■ **Extrait**
>>>>>
Dans ce naufrage de la santé algérienne, les établissements publics n’arrivent plus à soigner correctement, les médecins ont acquis, injustement pour la plupart et malgré eux, une réputation de tueurs avides d’argent et la confiance est rompue entre patients, soignants et hôpitaux.

Pourtant, le système de santé de l’Algérie socialiste avait pu, dès les premières années de l’indépendance, réaliser de bons résultats en éradiquant plusieurs maladies contagieuses, en abaissant drastiquement le taux de mortalité infantile et en augmentant significativement l’espérance de vie moyenne. Mais ces réalisations n’étaient qu’un « smic », un seuil minimal d’objectifs que n’importe quel système de santé moderne est capable d’atteindre. Depuis ces années fastes, la santé en Algérie n’a fait que régresser.

Les raisons de cette régression catastrophique ne doivent pas être recherchées dans le seul manque de financements, au contraire. A voir le gâchis de ressources humaines, d’argent public, d’espace et de matériel qui est fait dans nos hôpitaux, il est plus raisonnable d’imputer cette agonie à un manque de vision et à une gestion approximative de ce secteur.
<<<<<
Lignes sources
>>>>>
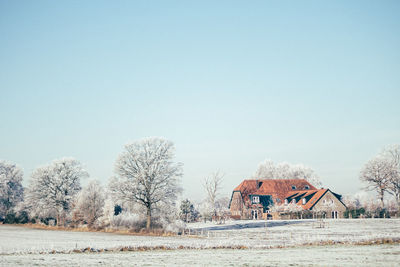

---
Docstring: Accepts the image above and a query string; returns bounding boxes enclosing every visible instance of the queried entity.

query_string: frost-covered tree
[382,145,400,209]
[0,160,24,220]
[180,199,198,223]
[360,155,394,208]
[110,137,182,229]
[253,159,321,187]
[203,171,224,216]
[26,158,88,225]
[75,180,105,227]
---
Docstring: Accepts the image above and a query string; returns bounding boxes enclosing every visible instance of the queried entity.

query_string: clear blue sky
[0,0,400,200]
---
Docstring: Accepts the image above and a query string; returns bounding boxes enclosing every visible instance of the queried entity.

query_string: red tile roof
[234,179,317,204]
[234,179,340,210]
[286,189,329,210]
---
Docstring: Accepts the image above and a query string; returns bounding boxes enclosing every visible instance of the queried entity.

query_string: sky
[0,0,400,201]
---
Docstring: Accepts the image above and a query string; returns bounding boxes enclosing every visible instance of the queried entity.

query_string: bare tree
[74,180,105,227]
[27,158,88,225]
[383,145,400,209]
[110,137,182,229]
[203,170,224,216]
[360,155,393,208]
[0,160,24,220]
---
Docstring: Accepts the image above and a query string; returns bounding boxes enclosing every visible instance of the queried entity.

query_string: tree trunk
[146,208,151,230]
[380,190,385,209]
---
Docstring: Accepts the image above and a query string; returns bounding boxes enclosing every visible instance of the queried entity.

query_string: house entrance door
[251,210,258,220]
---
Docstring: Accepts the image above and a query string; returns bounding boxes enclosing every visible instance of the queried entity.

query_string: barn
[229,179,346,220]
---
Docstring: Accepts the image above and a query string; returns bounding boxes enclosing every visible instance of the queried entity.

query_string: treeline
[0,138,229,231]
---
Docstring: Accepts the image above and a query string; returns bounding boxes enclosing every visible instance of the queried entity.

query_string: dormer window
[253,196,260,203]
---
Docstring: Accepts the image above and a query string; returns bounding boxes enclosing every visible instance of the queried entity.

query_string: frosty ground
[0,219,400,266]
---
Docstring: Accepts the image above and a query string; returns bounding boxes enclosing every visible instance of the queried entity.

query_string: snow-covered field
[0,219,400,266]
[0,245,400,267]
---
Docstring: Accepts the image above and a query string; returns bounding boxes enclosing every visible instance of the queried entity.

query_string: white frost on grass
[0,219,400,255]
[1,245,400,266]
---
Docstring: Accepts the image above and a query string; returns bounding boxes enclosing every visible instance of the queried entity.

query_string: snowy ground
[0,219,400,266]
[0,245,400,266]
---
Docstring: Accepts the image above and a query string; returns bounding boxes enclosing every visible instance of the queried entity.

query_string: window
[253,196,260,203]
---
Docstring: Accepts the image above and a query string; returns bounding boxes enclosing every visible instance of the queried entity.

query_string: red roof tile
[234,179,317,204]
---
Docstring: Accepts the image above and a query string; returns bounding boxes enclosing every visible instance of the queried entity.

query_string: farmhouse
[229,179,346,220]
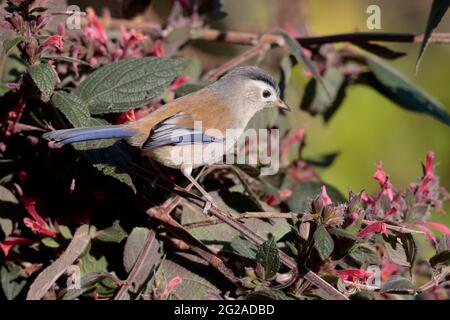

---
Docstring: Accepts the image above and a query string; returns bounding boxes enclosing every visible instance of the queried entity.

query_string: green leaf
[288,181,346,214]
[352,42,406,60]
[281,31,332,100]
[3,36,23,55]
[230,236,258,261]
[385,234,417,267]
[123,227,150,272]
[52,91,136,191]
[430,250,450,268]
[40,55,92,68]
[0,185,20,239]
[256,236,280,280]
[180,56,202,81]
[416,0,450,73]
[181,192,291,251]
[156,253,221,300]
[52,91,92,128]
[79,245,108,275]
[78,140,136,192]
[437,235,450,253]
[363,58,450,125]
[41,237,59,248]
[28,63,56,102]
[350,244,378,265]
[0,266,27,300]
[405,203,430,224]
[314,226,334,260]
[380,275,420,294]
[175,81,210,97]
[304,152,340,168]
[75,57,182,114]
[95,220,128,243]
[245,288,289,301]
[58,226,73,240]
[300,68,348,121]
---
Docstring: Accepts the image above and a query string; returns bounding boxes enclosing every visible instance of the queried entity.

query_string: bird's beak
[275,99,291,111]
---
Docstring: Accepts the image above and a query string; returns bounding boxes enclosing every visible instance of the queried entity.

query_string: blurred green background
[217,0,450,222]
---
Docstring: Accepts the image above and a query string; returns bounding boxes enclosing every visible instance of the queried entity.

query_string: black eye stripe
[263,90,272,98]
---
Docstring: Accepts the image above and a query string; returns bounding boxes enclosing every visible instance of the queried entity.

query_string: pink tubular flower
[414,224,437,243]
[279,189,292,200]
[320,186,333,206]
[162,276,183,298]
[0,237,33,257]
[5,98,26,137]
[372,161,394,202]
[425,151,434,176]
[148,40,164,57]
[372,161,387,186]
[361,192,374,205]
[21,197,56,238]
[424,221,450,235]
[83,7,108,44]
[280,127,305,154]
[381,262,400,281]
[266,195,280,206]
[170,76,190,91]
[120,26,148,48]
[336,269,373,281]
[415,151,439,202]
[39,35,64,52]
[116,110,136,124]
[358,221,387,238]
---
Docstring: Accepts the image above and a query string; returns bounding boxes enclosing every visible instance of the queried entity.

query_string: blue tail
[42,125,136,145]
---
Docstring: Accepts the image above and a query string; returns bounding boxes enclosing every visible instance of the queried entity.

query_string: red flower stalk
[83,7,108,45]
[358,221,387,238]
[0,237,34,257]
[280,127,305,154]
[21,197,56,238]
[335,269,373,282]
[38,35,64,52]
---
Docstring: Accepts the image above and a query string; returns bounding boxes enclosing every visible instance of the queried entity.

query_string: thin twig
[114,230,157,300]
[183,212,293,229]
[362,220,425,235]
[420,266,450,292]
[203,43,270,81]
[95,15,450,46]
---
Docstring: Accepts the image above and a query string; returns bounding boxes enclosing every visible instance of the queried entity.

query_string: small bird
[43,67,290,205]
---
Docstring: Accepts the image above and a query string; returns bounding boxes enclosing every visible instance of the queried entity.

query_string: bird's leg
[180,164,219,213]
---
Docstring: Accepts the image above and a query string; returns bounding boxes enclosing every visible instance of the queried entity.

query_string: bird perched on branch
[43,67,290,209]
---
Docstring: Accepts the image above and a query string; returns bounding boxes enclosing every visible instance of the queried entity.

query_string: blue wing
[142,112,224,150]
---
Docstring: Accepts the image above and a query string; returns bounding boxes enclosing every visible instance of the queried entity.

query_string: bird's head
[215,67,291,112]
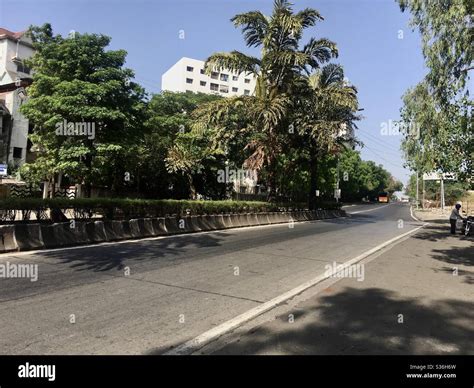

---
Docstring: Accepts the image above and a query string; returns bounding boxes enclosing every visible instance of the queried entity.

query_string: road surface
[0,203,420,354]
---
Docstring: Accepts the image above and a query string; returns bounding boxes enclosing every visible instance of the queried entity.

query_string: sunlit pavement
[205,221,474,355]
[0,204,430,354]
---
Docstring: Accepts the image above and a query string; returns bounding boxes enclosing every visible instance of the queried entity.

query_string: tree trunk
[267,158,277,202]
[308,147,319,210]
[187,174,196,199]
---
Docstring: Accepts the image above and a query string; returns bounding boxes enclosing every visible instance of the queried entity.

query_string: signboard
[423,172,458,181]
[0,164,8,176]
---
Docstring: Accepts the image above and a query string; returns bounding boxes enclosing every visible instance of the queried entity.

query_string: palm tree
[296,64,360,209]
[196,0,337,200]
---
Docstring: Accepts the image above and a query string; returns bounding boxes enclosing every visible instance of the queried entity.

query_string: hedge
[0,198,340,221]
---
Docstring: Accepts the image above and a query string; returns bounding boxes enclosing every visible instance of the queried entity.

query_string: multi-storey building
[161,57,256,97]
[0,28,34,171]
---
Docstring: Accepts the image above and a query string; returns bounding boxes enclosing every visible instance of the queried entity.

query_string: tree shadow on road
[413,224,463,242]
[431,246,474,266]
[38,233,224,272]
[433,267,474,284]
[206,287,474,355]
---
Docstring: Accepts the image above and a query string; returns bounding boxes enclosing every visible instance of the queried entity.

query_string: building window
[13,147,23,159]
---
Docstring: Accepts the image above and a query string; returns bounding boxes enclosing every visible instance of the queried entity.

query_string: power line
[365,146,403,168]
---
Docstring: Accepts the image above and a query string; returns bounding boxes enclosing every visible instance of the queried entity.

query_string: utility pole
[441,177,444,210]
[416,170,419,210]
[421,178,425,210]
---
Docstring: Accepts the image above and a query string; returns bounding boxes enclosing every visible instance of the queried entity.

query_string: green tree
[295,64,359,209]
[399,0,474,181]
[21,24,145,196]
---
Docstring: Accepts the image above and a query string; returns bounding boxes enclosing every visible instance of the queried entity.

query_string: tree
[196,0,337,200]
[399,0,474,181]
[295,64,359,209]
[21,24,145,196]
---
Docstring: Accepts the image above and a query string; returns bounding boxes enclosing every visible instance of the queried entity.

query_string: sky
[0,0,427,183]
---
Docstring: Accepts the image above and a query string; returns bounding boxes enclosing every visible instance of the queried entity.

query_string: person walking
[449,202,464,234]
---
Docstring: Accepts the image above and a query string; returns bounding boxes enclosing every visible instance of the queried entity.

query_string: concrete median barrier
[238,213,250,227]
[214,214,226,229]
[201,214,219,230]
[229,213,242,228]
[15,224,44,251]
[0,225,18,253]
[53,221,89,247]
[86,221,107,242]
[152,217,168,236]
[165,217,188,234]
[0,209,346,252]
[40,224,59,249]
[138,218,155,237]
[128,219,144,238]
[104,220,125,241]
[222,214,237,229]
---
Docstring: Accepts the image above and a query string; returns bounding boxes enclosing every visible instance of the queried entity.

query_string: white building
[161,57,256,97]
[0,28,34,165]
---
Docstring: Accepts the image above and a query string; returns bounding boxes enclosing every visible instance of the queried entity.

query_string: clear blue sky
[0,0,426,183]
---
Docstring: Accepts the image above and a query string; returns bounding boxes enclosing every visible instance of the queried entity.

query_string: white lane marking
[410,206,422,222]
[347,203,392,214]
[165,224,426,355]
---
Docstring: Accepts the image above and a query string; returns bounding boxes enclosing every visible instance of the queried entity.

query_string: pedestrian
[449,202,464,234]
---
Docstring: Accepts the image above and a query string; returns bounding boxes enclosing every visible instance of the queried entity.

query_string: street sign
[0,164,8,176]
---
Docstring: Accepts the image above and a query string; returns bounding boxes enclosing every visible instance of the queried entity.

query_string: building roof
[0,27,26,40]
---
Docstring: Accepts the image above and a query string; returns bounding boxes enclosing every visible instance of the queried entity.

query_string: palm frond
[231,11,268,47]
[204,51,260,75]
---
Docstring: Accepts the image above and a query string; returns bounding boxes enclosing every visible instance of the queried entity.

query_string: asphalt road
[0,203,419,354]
<<<<<
>>>>>
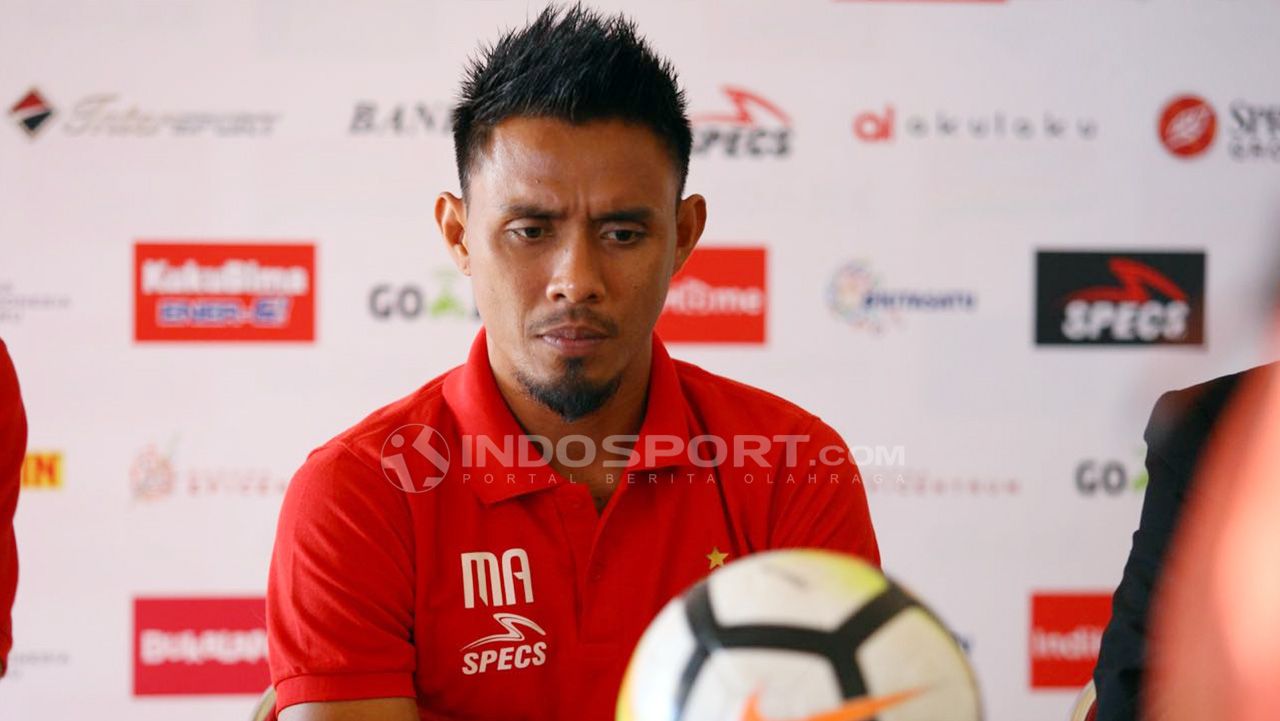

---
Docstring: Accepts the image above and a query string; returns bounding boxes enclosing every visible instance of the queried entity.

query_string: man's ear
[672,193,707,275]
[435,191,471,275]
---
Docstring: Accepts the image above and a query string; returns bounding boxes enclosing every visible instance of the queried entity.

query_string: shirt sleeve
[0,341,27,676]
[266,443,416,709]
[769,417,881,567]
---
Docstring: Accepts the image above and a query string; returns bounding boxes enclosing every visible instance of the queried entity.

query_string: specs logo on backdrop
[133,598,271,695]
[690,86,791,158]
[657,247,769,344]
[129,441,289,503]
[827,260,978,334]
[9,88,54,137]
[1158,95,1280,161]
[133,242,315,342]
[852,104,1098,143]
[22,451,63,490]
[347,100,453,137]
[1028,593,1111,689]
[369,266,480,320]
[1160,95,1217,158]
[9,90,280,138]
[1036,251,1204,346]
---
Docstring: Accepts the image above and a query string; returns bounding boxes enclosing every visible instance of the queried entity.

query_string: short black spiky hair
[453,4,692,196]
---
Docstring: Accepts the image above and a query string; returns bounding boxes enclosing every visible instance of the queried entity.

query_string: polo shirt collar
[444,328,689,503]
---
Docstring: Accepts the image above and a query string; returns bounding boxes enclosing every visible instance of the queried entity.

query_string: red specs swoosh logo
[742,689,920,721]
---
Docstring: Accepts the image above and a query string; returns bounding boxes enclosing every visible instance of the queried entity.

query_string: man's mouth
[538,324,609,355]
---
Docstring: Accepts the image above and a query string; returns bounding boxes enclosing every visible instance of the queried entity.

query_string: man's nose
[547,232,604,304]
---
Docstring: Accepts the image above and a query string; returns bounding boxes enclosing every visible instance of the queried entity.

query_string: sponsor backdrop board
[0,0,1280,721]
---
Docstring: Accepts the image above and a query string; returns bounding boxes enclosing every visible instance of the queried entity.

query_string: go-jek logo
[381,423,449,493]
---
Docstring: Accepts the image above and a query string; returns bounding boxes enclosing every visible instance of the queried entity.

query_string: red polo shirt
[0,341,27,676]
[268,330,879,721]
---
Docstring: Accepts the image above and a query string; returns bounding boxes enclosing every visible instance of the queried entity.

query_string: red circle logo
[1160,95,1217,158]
<<<<<
>>>>>
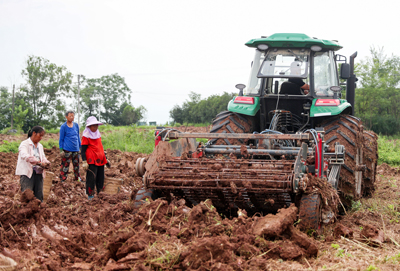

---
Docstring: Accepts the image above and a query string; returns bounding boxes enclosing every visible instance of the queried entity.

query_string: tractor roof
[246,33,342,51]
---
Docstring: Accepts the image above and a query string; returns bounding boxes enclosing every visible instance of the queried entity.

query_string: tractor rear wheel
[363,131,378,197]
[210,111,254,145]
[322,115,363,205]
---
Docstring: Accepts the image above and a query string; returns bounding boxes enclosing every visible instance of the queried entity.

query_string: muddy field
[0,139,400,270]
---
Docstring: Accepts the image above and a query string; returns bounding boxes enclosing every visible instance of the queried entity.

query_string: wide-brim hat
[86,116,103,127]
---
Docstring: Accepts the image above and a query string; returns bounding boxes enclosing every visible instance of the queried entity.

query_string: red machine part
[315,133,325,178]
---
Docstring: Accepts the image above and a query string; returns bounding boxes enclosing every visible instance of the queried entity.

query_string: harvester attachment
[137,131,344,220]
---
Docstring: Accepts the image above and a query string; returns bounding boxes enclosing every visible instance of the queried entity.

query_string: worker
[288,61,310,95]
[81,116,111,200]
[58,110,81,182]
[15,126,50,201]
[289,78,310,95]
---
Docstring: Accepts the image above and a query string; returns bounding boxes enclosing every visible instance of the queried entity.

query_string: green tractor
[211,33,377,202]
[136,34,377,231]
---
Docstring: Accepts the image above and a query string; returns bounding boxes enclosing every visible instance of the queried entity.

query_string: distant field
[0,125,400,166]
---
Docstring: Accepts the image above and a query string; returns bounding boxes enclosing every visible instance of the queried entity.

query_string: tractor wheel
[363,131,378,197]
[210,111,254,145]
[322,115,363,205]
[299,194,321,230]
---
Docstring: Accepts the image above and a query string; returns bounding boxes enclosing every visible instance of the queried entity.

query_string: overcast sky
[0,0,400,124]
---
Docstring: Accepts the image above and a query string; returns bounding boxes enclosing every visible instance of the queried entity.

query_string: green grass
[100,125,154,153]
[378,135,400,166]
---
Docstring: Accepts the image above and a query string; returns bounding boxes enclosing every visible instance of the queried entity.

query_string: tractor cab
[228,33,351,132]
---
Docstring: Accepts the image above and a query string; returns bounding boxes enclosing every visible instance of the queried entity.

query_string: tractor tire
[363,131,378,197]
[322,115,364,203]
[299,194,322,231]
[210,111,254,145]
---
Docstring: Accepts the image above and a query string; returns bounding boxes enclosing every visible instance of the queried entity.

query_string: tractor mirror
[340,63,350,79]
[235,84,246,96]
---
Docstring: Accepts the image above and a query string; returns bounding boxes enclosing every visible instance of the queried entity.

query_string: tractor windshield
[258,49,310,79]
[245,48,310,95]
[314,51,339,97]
<<<<<
■ **Travail demandé**
A) Répondez aux questions suivantes sur l'extrait :
(i) Quelle réputation les médecins ont-ils acquise ?
(ii) Quels résultats le système de santé a-t-il obtenus dès les premières années de l'indépendance ?
(iii) À quoi l'extrait impute-t-il l'agonie du secteur ?
B) Selon l'extrait, quelles ressources sont gâchées dans les hôpitaux ? Citez-les toutes.
C) Écrivez, s'il vous plaît, la suite de l'extrait sur la santé en Algérie, en commençant après sa dernière phrase.

■ **Réponses par point**
A)
(i) Une réputation de tueurs avides d'argent, acquise injustement pour la plupart et malgré eux.
(ii) Il a éradiqué plusieurs maladies contagieuses, abaissé drastiquement le taux de mortalité infantile et augmenté significativement l'espérance de vie moyenne.
(iii) À un manque de vision et à une gestion approximative de ce secteur.

B) Les ressources humaines, l'argent public, l'espace et le matériel.

C)
La santé orpheline de ses métiers

La faillite actuelle du système de santé est le fruit de décennies de navigation à vue, de gestion hasardeuse et d’instabilité. Le cadre législatif qui régit le fonctionnement des établissements de santé en est la parfaite illustration. Il est, de l’avis même des derniers ministres qui se sont succédé à la tête de ce secteur, désuet et en complet déphasage avec la réalité des besoins en soins des Algériens et les progrès des sciences médicales.

Ce retard dans l’actualisation de la réglementation a fait que les établissements de santé algériens fonctionnent sans une bonne partie des métiers qui lui sont nécessaires.

Dans les services hospitaliers, la gestion des flux de patients est chaotique, ce qui mène souvent à l’éclatement de disputes, voire de bagarres car on n’y trouve ni portier, ni brancardier, ni coursier. De métiers qui ont existé auparavant dans les hôpitaux algériens mais qui ont été supprimés depuis, on ne sait par quel raisonnement bureaucratique.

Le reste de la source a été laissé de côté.